#### [DIRECTIONS FOR THIS TASK]
Copy the passage of the transcript on Nixon, Carter and the South from "Steve Fennessy: Well" to "at his farm.", word for word.

-------- PROVIDED TEXT --------

Richard Nixon: It is time for an honest look at the problem of order in the United States. Dissent is a necessary ingredient of change, but in a system of government that provides for peaceful change, there is no cause that justifies resort to violence.
Angie Maxwell: Law and order. There's riots in the streets. And, you know — and these are being instigated by African Americans in the Civil Rights Movement who are getting increasingly aggressive.
Reporter: Mr. Nixon is appearing in the doorway now, preceded by members of his staff and members of the Secret Service.
Richard Nixon: Having lost a close one eight years ago and having won a close one this year, I can say this: Winning is a lot more fun.
Angie Maxwell: Even though Nixon wins the South, the South goes right back to blue when Jimmy Carter runs in ‘76. I mean, he sweeps the entire South.
Steve Fennessy: Well he’s in Georgia.
Angie Maxwell: Absolutely. He's one of them.
Political Advertisement: Jimmy Carter knows what it's like to work for a living. Until he became governor, he put in 12 hours a day in his shirtsleeves during harvest at his farm.
Angie Maxwell: But Republicans at that point, you know, after you lose an election, what do Republicans do there? You know, doing what any party does when it loses. You know, dissect it. "Why do we lose?" There was a big argument about should they keep pursuing that southern bloc or were they just going to lose those folks every time, right? And they realized that the civil rights urgency has kind of passed and they're going to have to either create that sense of urgency again about race or find other kind of cleavages in the southern electorate. So Phyllis Schlafly, that's when she kind of comes to prominence…
Phyllis Schlafly: … And then ERA is a big attack on the rights of the homemaker. The laws of every state make it the obligation of the husband to support his wife, to provide her with a home, to support their minor children. The woman in the home can draw Social Security benefits based on her husband's earnings, even though she's been a homemaker all her life. Now, all these things will be lost when you apply a rule that says that everything must be equal. Now until you can make it equal for men to have the babies just like women, then it is a double burden to the women to say that the rules from family support should be equal on the husband and the wife.

-------- RECORDED INFORMATION --------

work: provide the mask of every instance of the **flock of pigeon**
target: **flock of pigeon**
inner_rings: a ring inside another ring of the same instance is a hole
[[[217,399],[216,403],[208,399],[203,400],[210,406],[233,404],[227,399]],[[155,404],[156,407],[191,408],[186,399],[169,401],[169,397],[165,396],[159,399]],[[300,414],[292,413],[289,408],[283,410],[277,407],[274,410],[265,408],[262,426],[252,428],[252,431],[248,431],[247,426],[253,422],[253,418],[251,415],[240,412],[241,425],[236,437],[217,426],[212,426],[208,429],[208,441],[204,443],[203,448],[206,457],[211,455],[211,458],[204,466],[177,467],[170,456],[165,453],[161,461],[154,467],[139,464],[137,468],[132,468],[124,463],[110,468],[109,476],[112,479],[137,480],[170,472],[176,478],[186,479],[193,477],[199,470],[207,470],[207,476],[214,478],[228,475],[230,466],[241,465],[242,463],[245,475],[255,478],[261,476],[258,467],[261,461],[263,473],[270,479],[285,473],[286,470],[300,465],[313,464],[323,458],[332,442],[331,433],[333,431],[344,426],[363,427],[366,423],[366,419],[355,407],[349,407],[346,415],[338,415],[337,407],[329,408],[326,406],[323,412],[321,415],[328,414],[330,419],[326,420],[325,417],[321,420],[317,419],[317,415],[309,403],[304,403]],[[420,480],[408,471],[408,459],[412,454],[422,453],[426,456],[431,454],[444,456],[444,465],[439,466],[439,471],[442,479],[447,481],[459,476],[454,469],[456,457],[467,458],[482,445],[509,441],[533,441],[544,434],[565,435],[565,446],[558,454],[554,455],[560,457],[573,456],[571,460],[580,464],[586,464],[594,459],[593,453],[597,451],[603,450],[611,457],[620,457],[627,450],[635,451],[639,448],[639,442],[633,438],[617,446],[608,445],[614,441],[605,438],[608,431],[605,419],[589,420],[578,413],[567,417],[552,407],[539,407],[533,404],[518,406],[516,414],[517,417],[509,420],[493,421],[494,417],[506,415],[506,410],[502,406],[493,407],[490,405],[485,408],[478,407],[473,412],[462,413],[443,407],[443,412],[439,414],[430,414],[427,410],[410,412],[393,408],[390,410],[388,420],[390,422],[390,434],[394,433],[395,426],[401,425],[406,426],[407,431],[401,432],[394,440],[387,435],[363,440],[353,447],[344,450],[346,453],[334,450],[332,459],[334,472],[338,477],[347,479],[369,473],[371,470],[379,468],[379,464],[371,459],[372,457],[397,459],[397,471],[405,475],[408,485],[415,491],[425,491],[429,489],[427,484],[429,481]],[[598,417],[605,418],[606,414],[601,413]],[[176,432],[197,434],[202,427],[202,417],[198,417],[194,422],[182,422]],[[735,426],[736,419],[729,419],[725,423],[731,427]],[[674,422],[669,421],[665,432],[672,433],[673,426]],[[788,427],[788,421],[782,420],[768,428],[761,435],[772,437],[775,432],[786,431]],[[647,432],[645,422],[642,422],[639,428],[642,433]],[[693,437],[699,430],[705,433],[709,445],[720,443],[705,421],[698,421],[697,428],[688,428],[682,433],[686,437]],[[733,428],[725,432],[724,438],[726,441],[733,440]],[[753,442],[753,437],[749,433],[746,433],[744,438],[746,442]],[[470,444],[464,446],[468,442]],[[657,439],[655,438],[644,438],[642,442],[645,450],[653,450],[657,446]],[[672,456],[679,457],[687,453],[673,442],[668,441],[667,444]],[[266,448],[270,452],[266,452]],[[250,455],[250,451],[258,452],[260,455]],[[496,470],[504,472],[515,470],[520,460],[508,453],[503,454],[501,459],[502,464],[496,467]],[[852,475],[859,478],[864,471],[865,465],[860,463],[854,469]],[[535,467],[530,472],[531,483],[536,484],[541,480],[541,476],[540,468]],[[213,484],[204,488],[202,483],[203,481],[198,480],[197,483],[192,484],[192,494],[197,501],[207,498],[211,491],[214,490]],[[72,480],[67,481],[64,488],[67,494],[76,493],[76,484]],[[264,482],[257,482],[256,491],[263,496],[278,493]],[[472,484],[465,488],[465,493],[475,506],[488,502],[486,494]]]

--------

#### [TASK RESULT]
Steve Fennessy: Well he’s in Georgia.
Angie Maxwell: Absolutely. He's one of them.
Political Advertisement: Jimmy Carter knows what it's like to work for a living. Until he became governor, he put in 12 hours a day in his shirtsleeves during harvest at his farm.